EXERCISE INPUT
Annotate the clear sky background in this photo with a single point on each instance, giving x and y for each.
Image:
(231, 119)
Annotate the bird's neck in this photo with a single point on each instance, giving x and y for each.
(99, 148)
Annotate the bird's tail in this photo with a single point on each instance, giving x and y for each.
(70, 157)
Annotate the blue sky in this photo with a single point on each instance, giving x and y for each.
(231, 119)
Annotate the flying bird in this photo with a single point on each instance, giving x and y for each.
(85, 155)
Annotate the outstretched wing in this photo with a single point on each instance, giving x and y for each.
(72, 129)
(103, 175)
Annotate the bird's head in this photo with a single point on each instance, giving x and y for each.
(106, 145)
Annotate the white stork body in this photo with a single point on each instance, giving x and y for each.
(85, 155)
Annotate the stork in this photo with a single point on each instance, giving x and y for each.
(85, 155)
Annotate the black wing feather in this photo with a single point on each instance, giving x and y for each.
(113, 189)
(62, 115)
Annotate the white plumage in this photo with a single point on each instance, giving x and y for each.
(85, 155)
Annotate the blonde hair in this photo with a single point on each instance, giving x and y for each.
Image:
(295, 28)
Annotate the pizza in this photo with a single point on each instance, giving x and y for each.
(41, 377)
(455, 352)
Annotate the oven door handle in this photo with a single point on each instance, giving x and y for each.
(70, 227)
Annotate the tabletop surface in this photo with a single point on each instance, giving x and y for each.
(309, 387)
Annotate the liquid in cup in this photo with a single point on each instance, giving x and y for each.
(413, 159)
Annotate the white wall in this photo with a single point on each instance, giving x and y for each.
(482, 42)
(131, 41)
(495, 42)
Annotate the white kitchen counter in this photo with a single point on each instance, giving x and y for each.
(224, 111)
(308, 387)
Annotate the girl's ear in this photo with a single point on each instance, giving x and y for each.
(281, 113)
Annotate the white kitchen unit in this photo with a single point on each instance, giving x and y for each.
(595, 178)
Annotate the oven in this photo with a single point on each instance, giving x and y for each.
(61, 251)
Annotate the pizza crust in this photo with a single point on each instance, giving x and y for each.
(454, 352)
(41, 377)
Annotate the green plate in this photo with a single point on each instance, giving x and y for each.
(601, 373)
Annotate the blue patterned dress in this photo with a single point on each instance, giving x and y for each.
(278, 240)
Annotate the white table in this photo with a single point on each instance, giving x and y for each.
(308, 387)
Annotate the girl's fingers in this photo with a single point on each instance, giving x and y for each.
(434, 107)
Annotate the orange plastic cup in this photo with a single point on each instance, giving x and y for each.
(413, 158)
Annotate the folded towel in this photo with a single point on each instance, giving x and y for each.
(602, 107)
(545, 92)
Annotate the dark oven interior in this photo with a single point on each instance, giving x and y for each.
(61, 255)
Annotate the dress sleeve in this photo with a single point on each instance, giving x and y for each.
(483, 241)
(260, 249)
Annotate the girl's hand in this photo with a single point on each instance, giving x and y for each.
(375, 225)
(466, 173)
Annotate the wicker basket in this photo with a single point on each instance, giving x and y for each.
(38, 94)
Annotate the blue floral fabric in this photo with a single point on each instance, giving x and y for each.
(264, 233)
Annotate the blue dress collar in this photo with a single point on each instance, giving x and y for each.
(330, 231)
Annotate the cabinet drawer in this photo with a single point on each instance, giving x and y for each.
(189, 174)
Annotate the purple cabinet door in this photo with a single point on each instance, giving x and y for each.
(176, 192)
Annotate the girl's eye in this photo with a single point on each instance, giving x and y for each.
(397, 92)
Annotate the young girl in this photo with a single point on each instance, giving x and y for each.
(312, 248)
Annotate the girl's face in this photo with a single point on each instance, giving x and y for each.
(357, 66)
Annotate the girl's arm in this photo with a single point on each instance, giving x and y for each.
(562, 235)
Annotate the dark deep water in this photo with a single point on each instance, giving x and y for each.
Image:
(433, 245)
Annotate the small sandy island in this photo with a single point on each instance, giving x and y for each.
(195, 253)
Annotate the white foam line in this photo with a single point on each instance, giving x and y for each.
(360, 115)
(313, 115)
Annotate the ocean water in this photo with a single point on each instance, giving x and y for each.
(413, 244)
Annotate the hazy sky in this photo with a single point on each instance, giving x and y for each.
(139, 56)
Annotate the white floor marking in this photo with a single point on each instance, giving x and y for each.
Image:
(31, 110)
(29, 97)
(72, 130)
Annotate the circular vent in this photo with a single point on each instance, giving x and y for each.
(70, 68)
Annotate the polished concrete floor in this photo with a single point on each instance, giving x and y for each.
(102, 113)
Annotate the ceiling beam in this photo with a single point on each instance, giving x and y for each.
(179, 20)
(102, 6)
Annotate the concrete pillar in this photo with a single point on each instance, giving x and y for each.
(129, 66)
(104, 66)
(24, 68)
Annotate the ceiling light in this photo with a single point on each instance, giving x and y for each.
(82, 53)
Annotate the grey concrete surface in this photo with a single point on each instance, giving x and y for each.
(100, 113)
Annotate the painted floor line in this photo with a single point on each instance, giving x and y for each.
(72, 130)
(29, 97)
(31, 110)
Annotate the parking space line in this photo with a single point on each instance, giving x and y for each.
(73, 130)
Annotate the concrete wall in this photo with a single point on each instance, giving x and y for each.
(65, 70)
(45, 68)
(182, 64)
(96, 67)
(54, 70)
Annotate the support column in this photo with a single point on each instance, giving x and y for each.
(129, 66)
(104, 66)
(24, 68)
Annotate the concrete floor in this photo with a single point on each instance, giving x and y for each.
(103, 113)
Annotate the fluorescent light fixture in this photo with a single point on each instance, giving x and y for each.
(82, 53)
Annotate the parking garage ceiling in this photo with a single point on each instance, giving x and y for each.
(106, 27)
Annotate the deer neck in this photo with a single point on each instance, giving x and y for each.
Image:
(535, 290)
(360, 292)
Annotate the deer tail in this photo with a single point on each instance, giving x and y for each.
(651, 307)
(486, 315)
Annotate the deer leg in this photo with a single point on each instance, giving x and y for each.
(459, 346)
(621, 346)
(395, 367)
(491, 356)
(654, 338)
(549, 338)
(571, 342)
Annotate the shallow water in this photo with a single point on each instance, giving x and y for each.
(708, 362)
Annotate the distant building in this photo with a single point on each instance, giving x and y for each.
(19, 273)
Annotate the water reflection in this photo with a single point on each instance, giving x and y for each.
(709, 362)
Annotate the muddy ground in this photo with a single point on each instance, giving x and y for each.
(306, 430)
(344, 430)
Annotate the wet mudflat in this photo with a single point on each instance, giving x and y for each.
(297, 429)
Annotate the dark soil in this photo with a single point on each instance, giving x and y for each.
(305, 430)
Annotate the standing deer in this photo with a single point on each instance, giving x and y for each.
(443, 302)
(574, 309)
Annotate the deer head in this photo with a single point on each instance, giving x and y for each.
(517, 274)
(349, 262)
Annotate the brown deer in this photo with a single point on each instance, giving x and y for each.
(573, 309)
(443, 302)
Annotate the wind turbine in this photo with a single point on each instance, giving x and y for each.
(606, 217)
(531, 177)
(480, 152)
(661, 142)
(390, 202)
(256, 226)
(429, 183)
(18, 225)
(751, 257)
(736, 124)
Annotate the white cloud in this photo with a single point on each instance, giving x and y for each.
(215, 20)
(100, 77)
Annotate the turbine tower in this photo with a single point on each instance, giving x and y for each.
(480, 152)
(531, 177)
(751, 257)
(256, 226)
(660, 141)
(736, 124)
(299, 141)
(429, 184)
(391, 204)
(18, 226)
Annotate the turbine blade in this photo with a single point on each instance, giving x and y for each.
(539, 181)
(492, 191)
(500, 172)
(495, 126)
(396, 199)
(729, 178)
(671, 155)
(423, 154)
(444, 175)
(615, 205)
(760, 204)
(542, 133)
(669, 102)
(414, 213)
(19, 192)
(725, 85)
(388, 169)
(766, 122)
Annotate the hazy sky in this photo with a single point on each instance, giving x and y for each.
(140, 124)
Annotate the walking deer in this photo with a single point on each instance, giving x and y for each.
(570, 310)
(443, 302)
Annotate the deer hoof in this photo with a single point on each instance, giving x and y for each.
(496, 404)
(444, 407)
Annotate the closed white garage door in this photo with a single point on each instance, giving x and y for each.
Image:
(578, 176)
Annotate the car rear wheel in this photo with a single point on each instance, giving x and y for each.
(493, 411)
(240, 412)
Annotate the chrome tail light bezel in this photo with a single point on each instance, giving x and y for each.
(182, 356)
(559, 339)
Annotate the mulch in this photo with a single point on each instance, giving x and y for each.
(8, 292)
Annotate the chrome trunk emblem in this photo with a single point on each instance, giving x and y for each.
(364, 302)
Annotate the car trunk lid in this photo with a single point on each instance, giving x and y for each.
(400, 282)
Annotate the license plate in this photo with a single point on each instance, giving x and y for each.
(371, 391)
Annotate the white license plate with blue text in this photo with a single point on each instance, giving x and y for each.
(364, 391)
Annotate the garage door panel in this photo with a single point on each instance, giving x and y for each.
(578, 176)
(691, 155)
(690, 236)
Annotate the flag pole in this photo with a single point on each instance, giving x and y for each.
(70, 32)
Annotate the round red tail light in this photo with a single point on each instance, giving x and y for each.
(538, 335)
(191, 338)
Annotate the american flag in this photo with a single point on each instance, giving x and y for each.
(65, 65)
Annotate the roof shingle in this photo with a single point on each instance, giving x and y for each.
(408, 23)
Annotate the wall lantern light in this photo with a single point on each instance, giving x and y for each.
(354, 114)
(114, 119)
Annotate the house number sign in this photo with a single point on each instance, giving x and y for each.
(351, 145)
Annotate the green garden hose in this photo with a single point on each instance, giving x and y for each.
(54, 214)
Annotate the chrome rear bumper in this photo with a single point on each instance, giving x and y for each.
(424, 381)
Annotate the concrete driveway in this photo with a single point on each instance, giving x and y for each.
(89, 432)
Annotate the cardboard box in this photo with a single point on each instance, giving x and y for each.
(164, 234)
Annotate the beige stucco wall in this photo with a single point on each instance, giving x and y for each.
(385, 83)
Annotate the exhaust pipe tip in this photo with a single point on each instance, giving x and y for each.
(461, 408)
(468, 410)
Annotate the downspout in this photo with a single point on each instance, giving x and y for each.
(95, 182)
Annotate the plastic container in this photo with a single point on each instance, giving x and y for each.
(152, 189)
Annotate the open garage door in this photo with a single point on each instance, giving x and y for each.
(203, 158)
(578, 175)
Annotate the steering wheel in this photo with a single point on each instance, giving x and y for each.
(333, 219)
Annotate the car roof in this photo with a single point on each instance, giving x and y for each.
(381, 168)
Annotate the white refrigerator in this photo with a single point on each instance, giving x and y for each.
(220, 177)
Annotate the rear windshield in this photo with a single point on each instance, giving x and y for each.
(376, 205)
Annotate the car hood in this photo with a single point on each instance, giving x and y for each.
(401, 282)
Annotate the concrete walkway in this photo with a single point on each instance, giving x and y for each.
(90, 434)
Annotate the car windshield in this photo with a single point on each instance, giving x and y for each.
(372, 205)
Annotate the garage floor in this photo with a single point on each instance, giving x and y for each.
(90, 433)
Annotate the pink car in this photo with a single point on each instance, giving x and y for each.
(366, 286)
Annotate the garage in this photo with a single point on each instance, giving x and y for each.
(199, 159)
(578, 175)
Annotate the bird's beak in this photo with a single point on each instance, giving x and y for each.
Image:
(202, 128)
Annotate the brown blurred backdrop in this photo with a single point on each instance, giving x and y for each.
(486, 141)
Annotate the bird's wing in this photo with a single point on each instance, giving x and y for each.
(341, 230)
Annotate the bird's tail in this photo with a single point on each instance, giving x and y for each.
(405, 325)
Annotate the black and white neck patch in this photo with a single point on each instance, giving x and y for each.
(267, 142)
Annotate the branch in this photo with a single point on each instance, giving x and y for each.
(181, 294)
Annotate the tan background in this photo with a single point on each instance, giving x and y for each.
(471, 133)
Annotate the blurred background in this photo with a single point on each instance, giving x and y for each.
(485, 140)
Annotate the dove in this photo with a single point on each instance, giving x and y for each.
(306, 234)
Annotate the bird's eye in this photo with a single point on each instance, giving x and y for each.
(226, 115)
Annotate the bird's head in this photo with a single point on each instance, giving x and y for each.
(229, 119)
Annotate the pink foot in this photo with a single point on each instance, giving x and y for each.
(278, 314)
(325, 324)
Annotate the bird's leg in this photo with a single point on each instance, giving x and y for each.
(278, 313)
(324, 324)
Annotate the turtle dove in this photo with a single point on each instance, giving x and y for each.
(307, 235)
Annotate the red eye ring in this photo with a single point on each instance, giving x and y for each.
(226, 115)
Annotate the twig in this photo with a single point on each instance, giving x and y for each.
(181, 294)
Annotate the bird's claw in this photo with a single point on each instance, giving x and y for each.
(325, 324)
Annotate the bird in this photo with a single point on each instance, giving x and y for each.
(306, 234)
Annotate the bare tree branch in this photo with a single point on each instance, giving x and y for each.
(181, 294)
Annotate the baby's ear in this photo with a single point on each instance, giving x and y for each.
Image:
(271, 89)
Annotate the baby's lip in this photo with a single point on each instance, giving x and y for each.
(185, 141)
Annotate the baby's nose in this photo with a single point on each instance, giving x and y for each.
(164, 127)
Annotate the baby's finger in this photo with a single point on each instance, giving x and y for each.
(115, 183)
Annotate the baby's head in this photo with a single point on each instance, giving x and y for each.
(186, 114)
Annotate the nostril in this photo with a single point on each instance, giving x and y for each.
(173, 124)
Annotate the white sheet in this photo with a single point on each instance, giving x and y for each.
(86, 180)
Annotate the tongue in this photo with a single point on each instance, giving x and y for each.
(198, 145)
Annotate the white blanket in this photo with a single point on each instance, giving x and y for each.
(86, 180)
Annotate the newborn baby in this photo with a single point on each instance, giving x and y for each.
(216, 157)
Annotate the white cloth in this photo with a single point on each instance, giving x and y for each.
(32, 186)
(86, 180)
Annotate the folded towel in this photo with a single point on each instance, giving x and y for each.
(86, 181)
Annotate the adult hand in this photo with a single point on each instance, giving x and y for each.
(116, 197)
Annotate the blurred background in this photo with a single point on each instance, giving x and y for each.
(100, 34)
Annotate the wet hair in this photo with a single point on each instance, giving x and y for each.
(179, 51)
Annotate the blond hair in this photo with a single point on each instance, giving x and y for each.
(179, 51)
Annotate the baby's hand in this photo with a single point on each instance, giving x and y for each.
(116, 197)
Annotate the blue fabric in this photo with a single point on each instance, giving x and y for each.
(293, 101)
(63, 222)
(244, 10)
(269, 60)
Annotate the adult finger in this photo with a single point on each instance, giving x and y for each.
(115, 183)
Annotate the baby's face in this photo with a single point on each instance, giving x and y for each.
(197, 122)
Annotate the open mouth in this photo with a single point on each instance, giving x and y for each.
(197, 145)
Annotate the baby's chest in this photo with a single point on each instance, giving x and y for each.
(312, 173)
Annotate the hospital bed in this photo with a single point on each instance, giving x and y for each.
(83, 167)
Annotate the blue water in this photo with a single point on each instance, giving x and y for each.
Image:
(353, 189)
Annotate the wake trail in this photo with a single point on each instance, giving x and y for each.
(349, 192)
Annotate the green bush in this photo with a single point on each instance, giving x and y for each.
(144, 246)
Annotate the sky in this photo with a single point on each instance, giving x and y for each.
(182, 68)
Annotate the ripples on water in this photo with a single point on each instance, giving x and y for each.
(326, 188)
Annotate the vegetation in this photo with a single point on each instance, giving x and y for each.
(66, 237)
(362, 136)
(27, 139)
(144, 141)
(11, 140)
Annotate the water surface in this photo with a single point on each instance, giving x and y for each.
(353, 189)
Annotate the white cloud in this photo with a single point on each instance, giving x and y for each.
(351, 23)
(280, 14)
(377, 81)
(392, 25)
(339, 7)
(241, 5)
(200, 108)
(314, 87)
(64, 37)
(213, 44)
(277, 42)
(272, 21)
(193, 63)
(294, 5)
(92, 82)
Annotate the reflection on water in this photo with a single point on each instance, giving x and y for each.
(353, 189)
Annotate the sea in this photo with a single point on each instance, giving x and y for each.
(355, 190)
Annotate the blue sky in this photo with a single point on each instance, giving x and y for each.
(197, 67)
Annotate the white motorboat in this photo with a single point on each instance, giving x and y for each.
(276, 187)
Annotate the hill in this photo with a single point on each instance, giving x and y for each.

TASK TO COMPLETE
Repeat only the lines from the one holding "Annotate the reflection" through the last line of the data.

SOLUTION FOR THIS PROBLEM
Annotate the reflection on water in this photo with a single point on each instance, giving x and y for each.
(353, 189)
Annotate the sea in this photo with a single point on each instance, giving x and y for each.
(355, 190)
Annotate the blue sky in this photo with a single point on each instance, giving x and y for each.
(197, 67)
Annotate the white motorboat in this photo with a single point on each instance, giving x and y for each.
(276, 187)
Annotate the hill in this photo with a single point on each instance, giving x and y for each.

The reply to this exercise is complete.